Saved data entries
--------------------------------------------------
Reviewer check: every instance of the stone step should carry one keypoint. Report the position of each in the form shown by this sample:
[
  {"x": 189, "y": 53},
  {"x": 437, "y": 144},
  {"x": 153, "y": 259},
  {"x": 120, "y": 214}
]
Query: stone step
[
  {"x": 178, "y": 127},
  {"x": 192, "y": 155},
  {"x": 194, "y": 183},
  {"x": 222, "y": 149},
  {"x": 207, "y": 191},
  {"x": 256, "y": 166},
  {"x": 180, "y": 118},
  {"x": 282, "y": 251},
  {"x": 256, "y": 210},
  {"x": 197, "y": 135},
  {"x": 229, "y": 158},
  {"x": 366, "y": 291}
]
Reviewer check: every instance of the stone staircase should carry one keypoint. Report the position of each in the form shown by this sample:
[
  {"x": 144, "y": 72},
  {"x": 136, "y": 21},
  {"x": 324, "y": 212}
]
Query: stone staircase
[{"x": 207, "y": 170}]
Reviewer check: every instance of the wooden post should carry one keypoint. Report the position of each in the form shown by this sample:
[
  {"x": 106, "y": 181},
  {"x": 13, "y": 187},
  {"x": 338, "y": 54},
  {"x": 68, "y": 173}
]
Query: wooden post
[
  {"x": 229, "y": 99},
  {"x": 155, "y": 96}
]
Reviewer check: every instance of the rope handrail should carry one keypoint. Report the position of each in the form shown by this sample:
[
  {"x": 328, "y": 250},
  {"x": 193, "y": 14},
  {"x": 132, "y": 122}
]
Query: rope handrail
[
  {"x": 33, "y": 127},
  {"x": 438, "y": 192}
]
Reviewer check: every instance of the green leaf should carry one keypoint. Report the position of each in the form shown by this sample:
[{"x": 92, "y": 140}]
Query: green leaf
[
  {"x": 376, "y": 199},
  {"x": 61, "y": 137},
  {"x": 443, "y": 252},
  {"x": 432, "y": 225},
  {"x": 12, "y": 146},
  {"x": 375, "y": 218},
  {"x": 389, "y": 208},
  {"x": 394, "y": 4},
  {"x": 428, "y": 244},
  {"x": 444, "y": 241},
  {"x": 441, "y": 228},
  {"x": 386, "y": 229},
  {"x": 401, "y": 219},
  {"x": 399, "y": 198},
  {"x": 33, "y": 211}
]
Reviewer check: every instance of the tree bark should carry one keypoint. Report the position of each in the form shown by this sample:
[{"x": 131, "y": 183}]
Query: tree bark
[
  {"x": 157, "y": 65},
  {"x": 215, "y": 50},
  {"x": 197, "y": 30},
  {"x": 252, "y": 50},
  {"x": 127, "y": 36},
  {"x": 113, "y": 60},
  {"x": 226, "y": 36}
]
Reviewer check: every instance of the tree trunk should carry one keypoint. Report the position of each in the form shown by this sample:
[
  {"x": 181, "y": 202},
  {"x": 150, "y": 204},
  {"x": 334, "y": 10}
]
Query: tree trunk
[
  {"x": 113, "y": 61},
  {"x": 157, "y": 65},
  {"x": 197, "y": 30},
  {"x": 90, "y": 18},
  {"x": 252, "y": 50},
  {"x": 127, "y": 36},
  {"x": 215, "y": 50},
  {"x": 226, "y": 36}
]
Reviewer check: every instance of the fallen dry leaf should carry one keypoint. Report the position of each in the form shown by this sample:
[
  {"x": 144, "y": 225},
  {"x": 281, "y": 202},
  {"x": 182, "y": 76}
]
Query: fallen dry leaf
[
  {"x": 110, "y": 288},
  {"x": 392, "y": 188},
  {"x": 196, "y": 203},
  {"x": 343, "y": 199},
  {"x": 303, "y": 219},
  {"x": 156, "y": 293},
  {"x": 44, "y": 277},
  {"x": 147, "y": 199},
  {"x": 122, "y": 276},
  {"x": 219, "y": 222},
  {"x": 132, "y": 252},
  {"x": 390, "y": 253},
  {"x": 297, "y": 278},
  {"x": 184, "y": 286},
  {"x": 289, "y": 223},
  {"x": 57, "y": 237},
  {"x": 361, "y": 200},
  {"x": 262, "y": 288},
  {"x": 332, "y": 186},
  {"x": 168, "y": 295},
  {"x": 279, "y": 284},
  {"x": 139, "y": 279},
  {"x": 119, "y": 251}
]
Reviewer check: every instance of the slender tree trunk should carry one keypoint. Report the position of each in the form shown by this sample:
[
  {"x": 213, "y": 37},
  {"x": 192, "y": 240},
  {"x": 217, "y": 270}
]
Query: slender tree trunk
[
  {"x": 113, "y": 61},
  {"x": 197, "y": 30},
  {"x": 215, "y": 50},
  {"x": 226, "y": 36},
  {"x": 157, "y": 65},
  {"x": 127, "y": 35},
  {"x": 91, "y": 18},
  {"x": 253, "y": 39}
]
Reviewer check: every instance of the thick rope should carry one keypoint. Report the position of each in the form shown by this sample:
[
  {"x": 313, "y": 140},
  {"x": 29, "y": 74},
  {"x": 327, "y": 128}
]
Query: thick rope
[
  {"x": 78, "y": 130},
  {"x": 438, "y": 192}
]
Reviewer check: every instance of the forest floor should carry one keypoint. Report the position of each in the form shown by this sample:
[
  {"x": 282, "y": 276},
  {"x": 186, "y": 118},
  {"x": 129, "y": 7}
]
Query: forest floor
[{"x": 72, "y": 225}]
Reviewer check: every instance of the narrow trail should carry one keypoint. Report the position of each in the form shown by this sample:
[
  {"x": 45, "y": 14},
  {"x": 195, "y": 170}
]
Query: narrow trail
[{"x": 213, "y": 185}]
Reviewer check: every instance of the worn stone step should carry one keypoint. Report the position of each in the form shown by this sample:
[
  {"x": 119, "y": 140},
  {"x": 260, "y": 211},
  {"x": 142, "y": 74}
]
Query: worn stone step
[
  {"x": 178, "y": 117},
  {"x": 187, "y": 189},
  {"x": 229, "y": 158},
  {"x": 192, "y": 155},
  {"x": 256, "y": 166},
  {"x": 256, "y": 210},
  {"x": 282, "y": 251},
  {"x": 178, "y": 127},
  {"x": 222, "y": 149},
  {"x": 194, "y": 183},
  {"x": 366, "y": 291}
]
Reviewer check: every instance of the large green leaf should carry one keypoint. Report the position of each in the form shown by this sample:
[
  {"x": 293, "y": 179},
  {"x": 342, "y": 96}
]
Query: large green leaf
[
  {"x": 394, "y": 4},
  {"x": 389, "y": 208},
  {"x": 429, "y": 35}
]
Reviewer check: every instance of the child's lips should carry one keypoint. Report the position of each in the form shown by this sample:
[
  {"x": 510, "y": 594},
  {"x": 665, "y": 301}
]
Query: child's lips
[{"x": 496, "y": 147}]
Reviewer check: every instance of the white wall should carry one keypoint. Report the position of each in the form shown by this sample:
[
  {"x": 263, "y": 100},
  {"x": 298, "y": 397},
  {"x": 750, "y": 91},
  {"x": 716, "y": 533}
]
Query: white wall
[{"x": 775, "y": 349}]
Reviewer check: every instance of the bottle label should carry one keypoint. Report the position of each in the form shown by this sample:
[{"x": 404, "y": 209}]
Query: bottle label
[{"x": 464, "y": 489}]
--------------------------------------------------
● Exercise objective
Reproduce every row above, renaming "Reviewer check" to "Annotator check" at each occurrence and keeping all other text identical.

● The solution
Annotator check: every instance of the stone step should carry one keypoint. Report the position of each in the form shown by this sample:
[
  {"x": 189, "y": 53},
  {"x": 437, "y": 144},
  {"x": 153, "y": 259},
  {"x": 120, "y": 214}
]
Query: stone step
[
  {"x": 178, "y": 127},
  {"x": 192, "y": 155},
  {"x": 194, "y": 183},
  {"x": 222, "y": 149},
  {"x": 207, "y": 191},
  {"x": 256, "y": 166},
  {"x": 180, "y": 118},
  {"x": 282, "y": 251},
  {"x": 256, "y": 210},
  {"x": 197, "y": 135},
  {"x": 229, "y": 158},
  {"x": 366, "y": 291}
]
Annotator check: every instance of the stone staircase should carry one keypoint. Report the position of each in the form shown by this sample:
[
  {"x": 144, "y": 72},
  {"x": 136, "y": 21},
  {"x": 324, "y": 212}
]
Query: stone staircase
[{"x": 207, "y": 170}]
Annotator check: every instance of the wooden post should carry one keypoint. Report the position of each in the form shown by this sample:
[
  {"x": 106, "y": 181},
  {"x": 13, "y": 187},
  {"x": 338, "y": 54},
  {"x": 68, "y": 173}
]
Query: wooden post
[
  {"x": 229, "y": 99},
  {"x": 155, "y": 96}
]
Annotator check: every instance of the rope handrail should carry one keypoint. Report the position of each in the form shown by this sample:
[
  {"x": 328, "y": 250},
  {"x": 193, "y": 14},
  {"x": 132, "y": 122}
]
Query: rope handrail
[
  {"x": 33, "y": 127},
  {"x": 438, "y": 192}
]
Annotator check: every instance of the green leaf should carry one keypoint. Report the position of each in the form shown by this sample:
[{"x": 92, "y": 140}]
Query: green leaf
[
  {"x": 376, "y": 199},
  {"x": 61, "y": 137},
  {"x": 443, "y": 252},
  {"x": 432, "y": 225},
  {"x": 12, "y": 146},
  {"x": 375, "y": 218},
  {"x": 389, "y": 208},
  {"x": 394, "y": 4},
  {"x": 428, "y": 244},
  {"x": 444, "y": 241},
  {"x": 441, "y": 228},
  {"x": 386, "y": 229},
  {"x": 401, "y": 219},
  {"x": 399, "y": 198},
  {"x": 33, "y": 211}
]
Annotator check: every instance of the tree bark should carry one keypoint. Report the position of each in the form shown by this sample:
[{"x": 131, "y": 183}]
Query: tree bark
[
  {"x": 157, "y": 65},
  {"x": 215, "y": 50},
  {"x": 197, "y": 30},
  {"x": 252, "y": 50},
  {"x": 127, "y": 36},
  {"x": 113, "y": 60},
  {"x": 226, "y": 36}
]
Annotator check: every instance of the tree trunk should carry one keypoint. Report the position of each in the form shown by this sample:
[
  {"x": 181, "y": 202},
  {"x": 150, "y": 204},
  {"x": 334, "y": 10}
]
Query: tree trunk
[
  {"x": 113, "y": 61},
  {"x": 157, "y": 65},
  {"x": 197, "y": 30},
  {"x": 90, "y": 18},
  {"x": 252, "y": 50},
  {"x": 127, "y": 36},
  {"x": 215, "y": 50},
  {"x": 226, "y": 36}
]
Annotator check: every instance of the fallen dry leaf should carry one keypoint. Report the position of each in the form shown by this sample:
[
  {"x": 144, "y": 225},
  {"x": 281, "y": 202},
  {"x": 182, "y": 76}
]
Query: fallen dry leaf
[
  {"x": 110, "y": 288},
  {"x": 392, "y": 188},
  {"x": 196, "y": 203},
  {"x": 343, "y": 199},
  {"x": 303, "y": 219},
  {"x": 156, "y": 293},
  {"x": 44, "y": 277},
  {"x": 147, "y": 199},
  {"x": 122, "y": 276},
  {"x": 219, "y": 222},
  {"x": 132, "y": 252},
  {"x": 390, "y": 253},
  {"x": 297, "y": 278},
  {"x": 184, "y": 286},
  {"x": 289, "y": 223},
  {"x": 57, "y": 237},
  {"x": 361, "y": 200},
  {"x": 262, "y": 288},
  {"x": 332, "y": 186},
  {"x": 168, "y": 295},
  {"x": 279, "y": 284},
  {"x": 139, "y": 279},
  {"x": 119, "y": 251}
]
Annotator check: every instance of the slender tree trunk should carry one keypoint. Report the position of each in the form shown by this sample:
[
  {"x": 213, "y": 37},
  {"x": 192, "y": 240},
  {"x": 217, "y": 270}
]
Query: slender tree trunk
[
  {"x": 113, "y": 61},
  {"x": 197, "y": 30},
  {"x": 215, "y": 50},
  {"x": 226, "y": 36},
  {"x": 157, "y": 65},
  {"x": 127, "y": 35},
  {"x": 91, "y": 18},
  {"x": 253, "y": 39}
]
Annotator check: every instance of the thick rope should carry one keypoint. Report the position of each in the form shown by this sample:
[
  {"x": 313, "y": 140},
  {"x": 29, "y": 74},
  {"x": 327, "y": 128}
]
Query: thick rope
[
  {"x": 78, "y": 130},
  {"x": 438, "y": 192}
]
Annotator check: every instance of the forest floor should carry one keypoint. Report the position of each in the form shown by this sample:
[
  {"x": 282, "y": 276},
  {"x": 186, "y": 118},
  {"x": 129, "y": 7}
]
Query: forest floor
[{"x": 72, "y": 225}]
Annotator check: every instance of the narrow trail should carry one keypoint. Report the position of each in the form shown by this sample:
[
  {"x": 45, "y": 14},
  {"x": 195, "y": 170}
]
Query: narrow trail
[{"x": 213, "y": 185}]
Annotator check: every instance of the worn stone step should carry one keypoint. Report the position of each in the form shown by this sample:
[
  {"x": 119, "y": 140},
  {"x": 260, "y": 211},
  {"x": 142, "y": 74}
]
Query: worn stone step
[
  {"x": 178, "y": 117},
  {"x": 187, "y": 189},
  {"x": 229, "y": 158},
  {"x": 192, "y": 155},
  {"x": 256, "y": 166},
  {"x": 256, "y": 210},
  {"x": 282, "y": 251},
  {"x": 178, "y": 127},
  {"x": 222, "y": 149},
  {"x": 194, "y": 183},
  {"x": 366, "y": 291}
]
Annotator check: every instance of the large green leaf should carry one keypoint. Report the position of each in the form shown by this sample:
[
  {"x": 293, "y": 179},
  {"x": 342, "y": 96}
]
Query: large green leaf
[
  {"x": 394, "y": 4},
  {"x": 389, "y": 208},
  {"x": 429, "y": 35}
]
Annotator check: every instance of the child's lips should carry one keypoint. Report the position of each in the form shown by this sample:
[
  {"x": 510, "y": 594},
  {"x": 665, "y": 301}
]
Query: child's lips
[{"x": 496, "y": 147}]
Annotator check: every instance of the white wall should carry one keypoint. Report the position of each in the form shown by this sample:
[
  {"x": 263, "y": 100},
  {"x": 298, "y": 397},
  {"x": 750, "y": 91},
  {"x": 716, "y": 533}
]
Query: white wall
[{"x": 775, "y": 349}]
Annotator check: every instance of the bottle label should carry one keypoint. Report the position of each in the form shown by this sample:
[{"x": 404, "y": 209}]
Query: bottle label
[{"x": 464, "y": 489}]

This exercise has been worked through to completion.